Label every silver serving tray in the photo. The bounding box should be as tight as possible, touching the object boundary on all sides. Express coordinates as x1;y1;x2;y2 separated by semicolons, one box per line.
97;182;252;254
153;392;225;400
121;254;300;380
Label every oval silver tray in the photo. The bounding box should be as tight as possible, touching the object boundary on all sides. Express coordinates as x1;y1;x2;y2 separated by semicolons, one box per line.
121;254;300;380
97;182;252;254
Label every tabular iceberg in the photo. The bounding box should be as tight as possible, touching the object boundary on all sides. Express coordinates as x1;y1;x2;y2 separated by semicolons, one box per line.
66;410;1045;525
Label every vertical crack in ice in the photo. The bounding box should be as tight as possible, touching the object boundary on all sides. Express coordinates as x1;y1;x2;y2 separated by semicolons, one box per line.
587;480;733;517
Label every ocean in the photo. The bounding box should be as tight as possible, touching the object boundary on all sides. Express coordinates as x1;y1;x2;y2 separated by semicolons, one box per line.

+---+

▶ [What you will do]:
Extract each line in the rows above that contains the string "tray". Matches are case-sensitive.

▶ [Output of the task]:
Label every silver serving tray in the photo. The bounding box should be as tight as possible, touching the object boundary on all sides. Express coordinates as x1;y1;x2;y2 separated by semicolons, one box per line.
Label every oval silver tray in the photo. The bounding box should be as tight as possible, touching the object boundary on all sides. Express coordinates as x1;y1;x2;y2 separated by semicolons, one box per line.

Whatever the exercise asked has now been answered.